■ WORK ORDER 1
Decide whether each statement below agrees with the article on FIN. Answer yes or no for (a), (b) and (c), quoting the article's deciding words. (a) FIN's membership fee varies with the size of the provider. (b) Quality reviews are the most popular service among providers who approach Boffey. (c) Ofsted has made the top inspection grade easier to attain.
■ WORK ORDER 2
Answer these questions from the article on FIN, one line each:
(a) What did Boffey hand everyone at the inspection bootcamp?
(b) What is the name of Ofsted's new data portal?
(c) How much does FIN charge its members each year?
■ WORK ORDER 3
Reproduce the passage of the article on FIN between "FIN charges all" and "can access it.", inclusive.

-- SOURCE DOCUMENT follows --

At the last two-day intense ‘inspection bootcamp’ that FIN held for its members, Boffey handed everyone a balloon representing learners with difficulties to illustrate inclusion; those who left their balloons unattended lost them.
Ofsted’s new data portal, FESIT, helps providers to evidence their disadvantaged learners. But it is not perfect; for example, someone on free school meals with a care background and from a disadvantaged postcode has three different indicators of need and could be counted three times within the data, which “could be distorting to a provider”.
Boffey would also like to see much greater recognition of the progress made by each individual learner, rather than inspectors’ reliance on achievement data.
Inspections in some ways replicate the checks DfE makes on providers. And HMIs are still far more interested in finding flaws than finding good-practice “pots of gold” to share across the sector.
“Collecting the floating rot is easy, digging for gold takes time and determination,” says Boffey.
Ofsted has also made it harder to attain the top inspection grade (‘exceptional’), which Boffey decries as “taking away aspiration”.
FIN charges all its members £960 a year plus VAT (just over £20 a week), regardless of their size, because “the smaller providers need the support from the bigger providers to share ideas”. Every resource created for one member is shared, so everyone can access it.
Quality reviews (essentially a mock inspection) are the most popular service among the providers who approach Boffey, but she warns them it is like “fishing for you for a day, as opposed to teaching you how to fish” which is what FIN’s full membership offers.

-- SOURCE DOCUMENT concluded --
-- RECORDS SUPPLIED follows --

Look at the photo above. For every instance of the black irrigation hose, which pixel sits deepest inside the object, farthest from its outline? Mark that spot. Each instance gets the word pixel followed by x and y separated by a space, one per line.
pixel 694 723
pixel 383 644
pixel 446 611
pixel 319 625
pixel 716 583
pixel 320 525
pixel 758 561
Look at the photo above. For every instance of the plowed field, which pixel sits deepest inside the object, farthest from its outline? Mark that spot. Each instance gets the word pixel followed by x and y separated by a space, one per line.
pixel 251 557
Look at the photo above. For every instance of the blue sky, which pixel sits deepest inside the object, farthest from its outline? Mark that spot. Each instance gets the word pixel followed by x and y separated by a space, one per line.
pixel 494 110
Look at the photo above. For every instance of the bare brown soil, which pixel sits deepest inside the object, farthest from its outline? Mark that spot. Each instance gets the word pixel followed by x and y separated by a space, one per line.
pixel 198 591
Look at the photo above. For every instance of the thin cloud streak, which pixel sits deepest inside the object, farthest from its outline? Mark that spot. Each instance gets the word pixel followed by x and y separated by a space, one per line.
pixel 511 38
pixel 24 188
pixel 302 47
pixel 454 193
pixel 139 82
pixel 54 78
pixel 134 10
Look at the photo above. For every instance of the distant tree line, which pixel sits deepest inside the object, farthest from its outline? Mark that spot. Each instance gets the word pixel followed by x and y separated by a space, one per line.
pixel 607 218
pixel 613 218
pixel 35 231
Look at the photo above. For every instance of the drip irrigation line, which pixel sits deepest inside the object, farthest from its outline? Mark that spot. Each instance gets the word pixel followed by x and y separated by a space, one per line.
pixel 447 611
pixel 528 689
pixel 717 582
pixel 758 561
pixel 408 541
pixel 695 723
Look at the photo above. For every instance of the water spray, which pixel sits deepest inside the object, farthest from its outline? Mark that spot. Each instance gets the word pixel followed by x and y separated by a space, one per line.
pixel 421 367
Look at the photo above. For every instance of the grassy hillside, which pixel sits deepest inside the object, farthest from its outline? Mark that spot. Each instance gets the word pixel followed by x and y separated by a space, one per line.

-- RECORDS SUPPLIED concluded --

■ WRITTEN RESPONSE 1
(a) No: "regardless of their size"
(b) Yes: "Quality reviews (essentially a mock inspection) are the most popular service among the providers who approach Boffey"
(c) No: "Ofsted has also made it harder to attain the top inspection grade"

■ WRITTEN RESPONSE 2
(a) A balloon representing learners with difficulties.
(b) FESIT.
(c) £960 a year plus VAT.

■ WRITTEN RESPONSE 3
FIN charges all its members £960 a year plus VAT (just over £20 a week), regardless of their size, because “the smaller providers need the support from the bigger providers to share ideas”. Every resource created for one member is shared, so everyone can access it.